LESETEXT |
::::::

"EU muss mehr für eigene Sicherheit tun"

Interview am 08.03.2013 im Parlament mit Gerald Klug, Verteidigungsminister
Verteidigungsminister Klug fordert mehr gemeinsame Militär-Kooperationen in Europa.

KURIER: Herr Bundesminister, im Nahen Osten eskaliert die Gewalt. Rund 170 österreichische Soldaten sind im Südlibanon stationiert. Sind unsere UNO-Soldaten in Gefahr?

Gerald Klug: Die UNO setzt Sicherheitsmaßnahmen, die Schutzvorkehrungen sind erhöht worden. Wir sind in ständigem Kontakt mit den Soldaten und dem Streitkräftekommando.

Ist ein neues Engagement Österreichs im Nahen Osten geplant, eine Rückkehr auf den Golan?

Die gemeinsame Entscheidung, die Soldaten vom Golan abzuziehen, hatte gute Gründe. Ich fühle mich aufgrund der Entwicklung in unserer Entscheidung bestätigt. Unser Schwerpunkt für das Auslandsengagement bleibt der Westbalkan mit rund 800 Soldaten.

Wann gehen die Einsätze in Bosnien und Kosovo zu Ende?

Die Mission ist noch nicht erfolgreich abgeschlossen. Mit unserer Präsenz signalisieren wir, dass wir ein verlässlicher internationaler Truppensteller und ein Partner in der Region sind.

Die EU will sich eine neue Sicherheitsstrategie geben. Warum?

Es gibt einen Auftrag der Staats- und Regierungschefs an die Hohe Beauftragte für die Sicherheits- und Verteidigungspolitik bis Mitte 2015 einen Bericht zur sicherheitspolitischen Lage vorzulegen. Ein Österreicher, Brigadier Johann Frank, koordiniert den Thinktank der 28 Mitgliedsländer zur EU-Sicherheitsstrategie. Die Zeit ist reif für eine neue europäische Sicherheitsstrategie, die alte stammt aus dem Jahr 2003. Die Sicherheitslage im europäischen Umfeld hat sich maßgeblich verändert: Ukraine, Syrien, Naher Osten, die Folgen des Arabischen Frühlings. Dazu kommen knappe Budgets.

Was soll der Inhalt sein?

Zentrales Element werden Kooperationen sein, daran führt kein Weg vorbei. Sinkende Verteidigungsbudgets in den Ländern bergen die Gefahr eines unkontrollierten Abbaus der Fähigkeiten in ganz Europa in sich.

Sehen die anderen EU-Staaten das auch so?

Alle Experten argumentieren, dass die EU künftig mehr für ihre eigene Sicherheit tun muss, nicht nur, weil sich die USA Richtung Asien zurückziehen. Das wird bedeuten, die Kooperationen untereinander zu intensivieren. Die EU-Staaten gaben 2012 rund 190 Milliarden Euro für Verteidigung aus. Das ist mehr als China, Russland und Brasilien zusammen. Dieses Kapital muss besser eingesetzt werden.

::::::

AUFLISTUNG |
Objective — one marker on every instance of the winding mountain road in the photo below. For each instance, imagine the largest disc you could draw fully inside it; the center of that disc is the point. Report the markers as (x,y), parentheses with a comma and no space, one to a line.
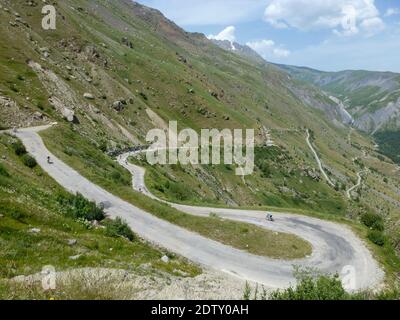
(348,192)
(334,246)
(321,168)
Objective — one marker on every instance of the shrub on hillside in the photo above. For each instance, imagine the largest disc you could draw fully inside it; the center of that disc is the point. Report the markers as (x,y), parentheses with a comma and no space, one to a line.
(29,161)
(119,228)
(19,148)
(77,206)
(314,287)
(377,237)
(373,221)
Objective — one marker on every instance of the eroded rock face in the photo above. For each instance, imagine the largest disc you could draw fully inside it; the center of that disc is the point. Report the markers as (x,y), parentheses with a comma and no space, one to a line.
(67,113)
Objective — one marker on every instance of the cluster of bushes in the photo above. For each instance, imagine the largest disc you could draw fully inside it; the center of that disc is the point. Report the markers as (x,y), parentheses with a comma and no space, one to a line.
(77,206)
(377,227)
(119,228)
(21,152)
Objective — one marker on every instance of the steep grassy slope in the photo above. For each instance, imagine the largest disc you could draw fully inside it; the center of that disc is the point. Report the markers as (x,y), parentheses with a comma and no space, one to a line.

::::::

AUFGABE |
Schreiben Sie aus dem Interview den Abschnitt zwischen „Was soll der“ und „Europa in sich.“ wortgetreu ab, beide Stellen eingeschlossen.

LÖSUNG |
Was soll der Inhalt sein?

Zentrales Element werden Kooperationen sein, daran führt kein Weg vorbei. Sinkende Verteidigungsbudgets in den Ländern bergen die Gefahr eines unkontrollierten Abbaus der Fähigkeiten in ganz Europa in sich.